Required work> Can you rescale the stretch of the listing below, from the line containing "the printed flyer." through the line containing "the concrete sidewalk."? Reproduce every line in that stretch, requests included, with each answer coordinate multiplied by 0.9 and rounded to a whole number (halves round up), and return only those lines.

Stored records>
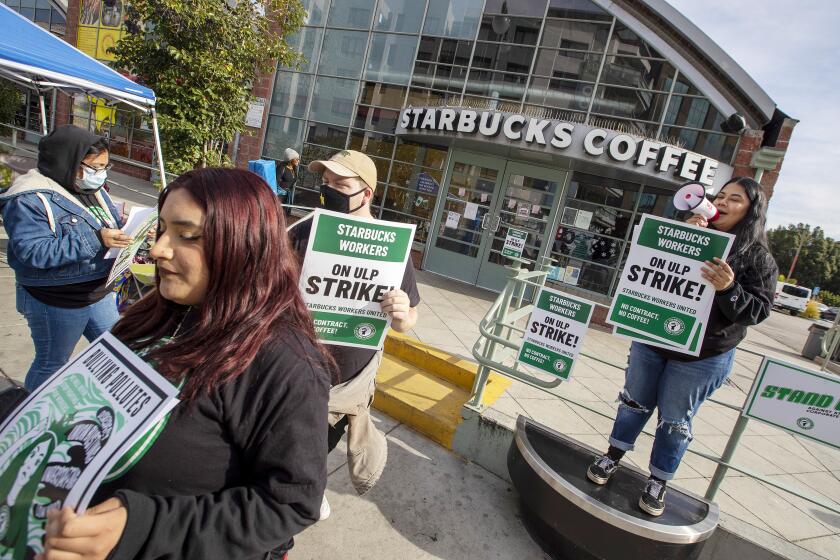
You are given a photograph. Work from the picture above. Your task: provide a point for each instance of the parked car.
---
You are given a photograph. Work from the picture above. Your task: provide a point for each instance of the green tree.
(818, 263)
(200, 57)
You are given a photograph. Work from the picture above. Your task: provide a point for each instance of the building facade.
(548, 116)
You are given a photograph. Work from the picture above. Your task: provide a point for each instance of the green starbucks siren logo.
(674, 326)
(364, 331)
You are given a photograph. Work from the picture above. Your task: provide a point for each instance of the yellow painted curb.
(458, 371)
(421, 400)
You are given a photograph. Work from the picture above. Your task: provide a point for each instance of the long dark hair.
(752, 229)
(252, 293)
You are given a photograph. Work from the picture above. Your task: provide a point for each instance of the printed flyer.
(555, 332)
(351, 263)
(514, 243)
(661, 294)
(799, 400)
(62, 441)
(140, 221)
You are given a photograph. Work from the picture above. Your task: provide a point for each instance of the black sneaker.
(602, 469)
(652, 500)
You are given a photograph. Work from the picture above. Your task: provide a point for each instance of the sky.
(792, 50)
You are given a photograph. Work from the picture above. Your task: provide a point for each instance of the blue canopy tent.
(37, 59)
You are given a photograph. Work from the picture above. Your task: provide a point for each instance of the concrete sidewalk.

Answer to this problem>
You are given a photograph. Work from the picture above. Your task: provide a point for each instance of the printed flyer.
(500, 299)
(316, 237)
(463, 219)
(595, 265)
(719, 360)
(56, 397)
(126, 199)
You are given a photograph. Work from the picture above. Your task: provide a point for each instance of the black sneaker.
(542, 422)
(587, 450)
You are given a photograph. Work from the picture above. Your task: provide a point for each instance of the sky.
(713, 45)
You are given a photograph. Work from the picture above. Your task: provide a point for each instance of the blue canopy tent.
(33, 53)
You are given a photograph. Work from the picture above. Your task: provide a point for each instance of the concrete sidewalk.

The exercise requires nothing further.